* _Exercise goal_: Transcribe the stretch of the abstract from "Unknown words in" through "other language pairs.".

* _Excerpt_:
------------

Abstract

The objective of this research is to evaluate the feasibility of exploiting inference between languages in NLP. We focus on inference phenomena within word formation, which we have named multilingual morphosemantic links, and on the feasibility of their exploitation in machine translation. This work aims to be both practical and theoretical. On the theoretical side, we question the grounds for this type of inference and propose a first attempt at formalising it. On the practical side, we show how this inference can be exploited to solve an important issue in machine translation: lexical incompleteness.

Any NLP applications based on lexica highly depend on the completeness of the resource. A word that is not in the lexicon cannot be processed by the system, which can have consequences - more or less important - on the quality of the output of the system. Depending on the application, many different solutions have been investigated for how to compensate for lexical incompleteness and to guess the unknown. In a machine translation system, where a transfer between two languages is implied, guessing the unknown is very complex because it involves dealing with the unknown at both the analysis and the generation steps of the translation process.

Unknown words in machine translation systems can be of different kinds (proper name, erroneous words, words coming from lexical creativity), but in this research we concentrate on the latter ones. These words constitute a dynamic class of items: some will eventually be added to the lexicon; others will exist only at the time at which they are produced and perceived. Exploiting and formalising multilingual morphosemantic links in machine translation aims to propose a translation for an unknown word, without having to add it to the lexicon.

For practical reasons, we concentrate on only one construction process (prefixation) and on two languages (Italian and French, voluntarily chosen because they are »related«, and have consequently less divergences). Nonetheless, the proposed methods and solutions are applicable to other neological formation processes and to other language pairs.

The first part of this work presents various studies of lexical incompleteness in different machine translation systems and other NLP tools. These studies showed that the phenomenon of lexical incompleteness is constant whatever the system evaluated, and that the solution to this problem cannot simply be to «feed the lexicon» with unknown words. Moreover, a qualitative analysis of the unknown words highlights that a large number of them are neologisms that are constructed from regular processes. These constructed neologisms are also strongly influenced by the contact between languages, which brings us to imagine a parallelism in creating neologisms between languages, and possible exploitation in machine translation.

------------

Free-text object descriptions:
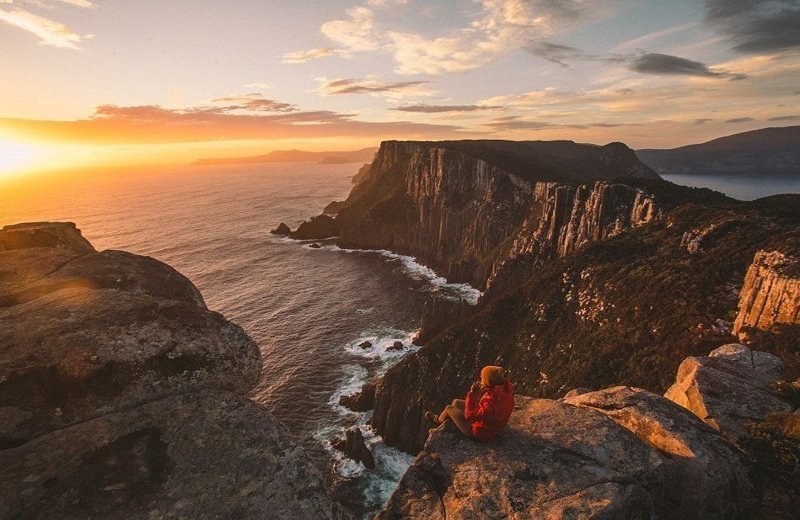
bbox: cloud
[0,101,481,144]
[0,0,95,50]
[320,0,597,75]
[767,115,800,122]
[705,0,800,54]
[53,0,97,8]
[525,40,588,67]
[281,47,333,63]
[628,52,744,79]
[320,6,380,53]
[525,40,747,80]
[244,82,272,90]
[392,105,502,114]
[318,76,431,97]
[208,93,298,112]
[484,116,553,131]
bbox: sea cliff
[0,223,350,519]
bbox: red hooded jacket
[464,379,514,442]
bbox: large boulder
[664,344,792,442]
[331,426,375,469]
[339,379,377,412]
[0,390,349,519]
[0,223,350,518]
[289,215,339,240]
[379,394,756,519]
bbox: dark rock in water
[377,387,758,519]
[339,379,377,412]
[331,428,375,469]
[0,223,350,518]
[270,222,292,236]
[322,200,344,217]
[289,215,339,240]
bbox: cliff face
[487,182,661,292]
[372,189,800,453]
[336,142,531,287]
[733,251,800,333]
[328,141,657,288]
[0,223,348,518]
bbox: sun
[0,141,39,176]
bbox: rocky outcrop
[331,427,375,469]
[0,390,347,519]
[733,251,800,333]
[270,222,292,236]
[322,200,344,217]
[289,215,339,240]
[378,387,758,519]
[339,380,377,412]
[0,222,95,254]
[328,141,657,288]
[664,344,794,442]
[0,223,348,518]
[488,182,660,292]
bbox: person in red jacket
[425,365,514,442]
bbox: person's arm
[464,391,494,422]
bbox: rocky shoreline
[0,223,351,519]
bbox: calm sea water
[0,164,476,514]
[662,175,800,200]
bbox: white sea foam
[344,330,420,362]
[322,328,420,510]
[328,365,369,415]
[303,243,483,305]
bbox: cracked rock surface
[0,223,350,519]
[379,387,757,519]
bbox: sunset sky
[0,0,800,175]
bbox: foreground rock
[664,344,793,442]
[378,387,757,519]
[0,223,349,518]
[0,390,345,519]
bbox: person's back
[464,379,514,442]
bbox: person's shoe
[425,412,441,426]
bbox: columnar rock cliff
[487,182,660,285]
[372,189,800,453]
[296,141,657,287]
[733,251,800,333]
[0,223,349,519]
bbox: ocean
[0,163,800,517]
[661,174,800,200]
[0,163,479,516]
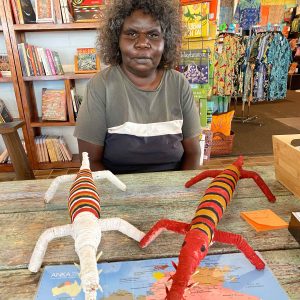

------------

* _Result of this exercise_:
Unknown words in machine translation systems can be of different kinds (proper name, erroneous words, words coming from lexical creativity), but in this research we concentrate on the latter ones. These words constitute a dynamic class of items: some will eventually be added to the lexicon; others will exist only at the time at which they are produced and perceived. Exploiting and formalising multilingual morphosemantic links in machine translation aims to propose a translation for an unknown word, without having to add it to the lexicon.

For practical reasons, we concentrate on only one construction process (prefixation) and on two languages (Italian and French, voluntarily chosen because they are »related«, and have consequently less divergences). Nonetheless, the proposed methods and solutions are applicable to other neological formation processes and to other language pairs.